- **WRITTEN EXERCISE**: Find the line that contains "Identify the grassy". Copy it and every line after it to the end of the material below, exactly, with no pictures.

---------- EXTRACTED DATA

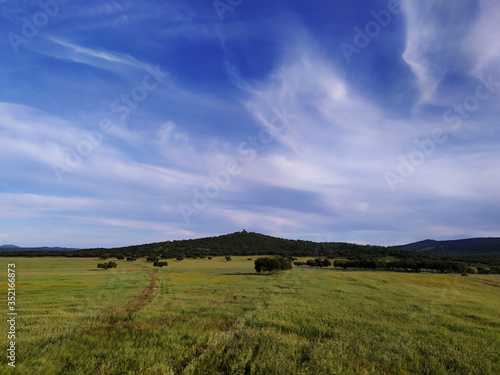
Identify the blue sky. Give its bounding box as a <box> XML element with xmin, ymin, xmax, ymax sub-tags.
<box><xmin>0</xmin><ymin>0</ymin><xmax>500</xmax><ymax>247</ymax></box>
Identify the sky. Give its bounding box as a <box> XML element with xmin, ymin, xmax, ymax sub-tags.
<box><xmin>0</xmin><ymin>0</ymin><xmax>500</xmax><ymax>248</ymax></box>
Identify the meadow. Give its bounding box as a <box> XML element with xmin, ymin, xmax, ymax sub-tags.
<box><xmin>0</xmin><ymin>256</ymin><xmax>500</xmax><ymax>375</ymax></box>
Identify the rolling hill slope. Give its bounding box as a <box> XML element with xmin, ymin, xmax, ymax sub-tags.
<box><xmin>393</xmin><ymin>237</ymin><xmax>500</xmax><ymax>258</ymax></box>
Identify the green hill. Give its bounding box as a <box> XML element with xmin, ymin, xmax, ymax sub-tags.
<box><xmin>394</xmin><ymin>237</ymin><xmax>500</xmax><ymax>259</ymax></box>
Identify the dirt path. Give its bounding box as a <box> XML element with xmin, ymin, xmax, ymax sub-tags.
<box><xmin>90</xmin><ymin>269</ymin><xmax>160</xmax><ymax>336</ymax></box>
<box><xmin>118</xmin><ymin>269</ymin><xmax>160</xmax><ymax>320</ymax></box>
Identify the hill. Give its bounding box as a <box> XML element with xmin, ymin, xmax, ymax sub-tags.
<box><xmin>393</xmin><ymin>237</ymin><xmax>500</xmax><ymax>259</ymax></box>
<box><xmin>0</xmin><ymin>231</ymin><xmax>500</xmax><ymax>265</ymax></box>
<box><xmin>71</xmin><ymin>231</ymin><xmax>450</xmax><ymax>259</ymax></box>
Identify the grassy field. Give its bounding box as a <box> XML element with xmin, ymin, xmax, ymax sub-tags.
<box><xmin>0</xmin><ymin>257</ymin><xmax>500</xmax><ymax>375</ymax></box>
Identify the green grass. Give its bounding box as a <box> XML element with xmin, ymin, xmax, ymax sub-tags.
<box><xmin>0</xmin><ymin>256</ymin><xmax>500</xmax><ymax>375</ymax></box>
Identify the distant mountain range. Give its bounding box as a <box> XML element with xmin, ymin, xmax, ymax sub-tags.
<box><xmin>0</xmin><ymin>235</ymin><xmax>500</xmax><ymax>262</ymax></box>
<box><xmin>393</xmin><ymin>237</ymin><xmax>500</xmax><ymax>258</ymax></box>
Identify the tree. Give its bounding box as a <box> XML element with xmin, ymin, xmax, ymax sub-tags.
<box><xmin>153</xmin><ymin>261</ymin><xmax>168</xmax><ymax>268</ymax></box>
<box><xmin>254</xmin><ymin>257</ymin><xmax>292</xmax><ymax>274</ymax></box>
<box><xmin>321</xmin><ymin>259</ymin><xmax>332</xmax><ymax>267</ymax></box>
<box><xmin>97</xmin><ymin>262</ymin><xmax>117</xmax><ymax>270</ymax></box>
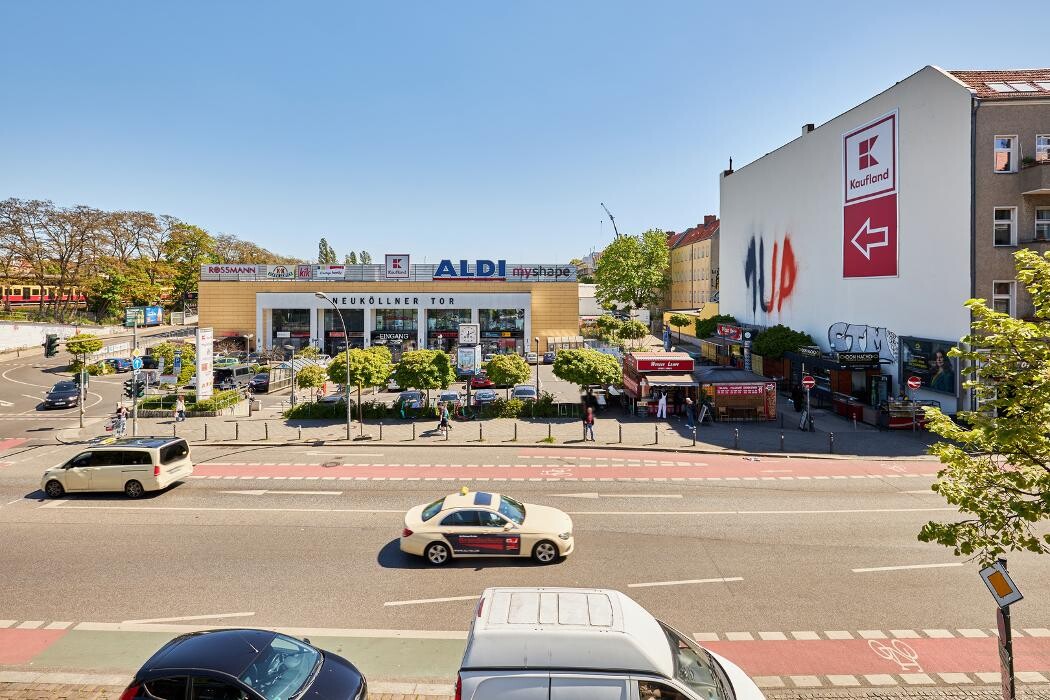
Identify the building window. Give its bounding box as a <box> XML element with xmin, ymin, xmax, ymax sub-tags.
<box><xmin>994</xmin><ymin>207</ymin><xmax>1017</xmax><ymax>246</ymax></box>
<box><xmin>995</xmin><ymin>136</ymin><xmax>1017</xmax><ymax>172</ymax></box>
<box><xmin>991</xmin><ymin>281</ymin><xmax>1013</xmax><ymax>316</ymax></box>
<box><xmin>1035</xmin><ymin>208</ymin><xmax>1050</xmax><ymax>240</ymax></box>
<box><xmin>1035</xmin><ymin>133</ymin><xmax>1050</xmax><ymax>163</ymax></box>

--------------------

- **ANSWER TO THIS EXERCISE**:
Identify the grassy field. Give its bounding box as a <box> XML element with xmin, ymin, xmax, ymax sub-tags.
<box><xmin>0</xmin><ymin>257</ymin><xmax>500</xmax><ymax>375</ymax></box>
Identify the green grass. Give its bounding box as a <box> XML element with xmin, ymin, xmax, ymax sub-tags.
<box><xmin>0</xmin><ymin>256</ymin><xmax>500</xmax><ymax>375</ymax></box>
Identify the distant mountain range. Give its bounding box as a <box> XML element with xmin, ymin, xmax, ymax sub-tags.
<box><xmin>0</xmin><ymin>235</ymin><xmax>500</xmax><ymax>262</ymax></box>
<box><xmin>393</xmin><ymin>237</ymin><xmax>500</xmax><ymax>258</ymax></box>
Identify the tree. Give its bounding box as a <box> XML element with xmin, ymin, xmax, ymax sub-tags.
<box><xmin>153</xmin><ymin>261</ymin><xmax>168</xmax><ymax>268</ymax></box>
<box><xmin>254</xmin><ymin>257</ymin><xmax>292</xmax><ymax>274</ymax></box>
<box><xmin>321</xmin><ymin>259</ymin><xmax>332</xmax><ymax>267</ymax></box>
<box><xmin>97</xmin><ymin>262</ymin><xmax>117</xmax><ymax>270</ymax></box>
Identify the building window. Give its bounding box as a <box> XML element with xmin, ymin, xmax, ymax sub-tags.
<box><xmin>994</xmin><ymin>207</ymin><xmax>1017</xmax><ymax>246</ymax></box>
<box><xmin>995</xmin><ymin>136</ymin><xmax>1017</xmax><ymax>172</ymax></box>
<box><xmin>991</xmin><ymin>281</ymin><xmax>1013</xmax><ymax>316</ymax></box>
<box><xmin>1035</xmin><ymin>208</ymin><xmax>1050</xmax><ymax>240</ymax></box>
<box><xmin>1035</xmin><ymin>133</ymin><xmax>1050</xmax><ymax>163</ymax></box>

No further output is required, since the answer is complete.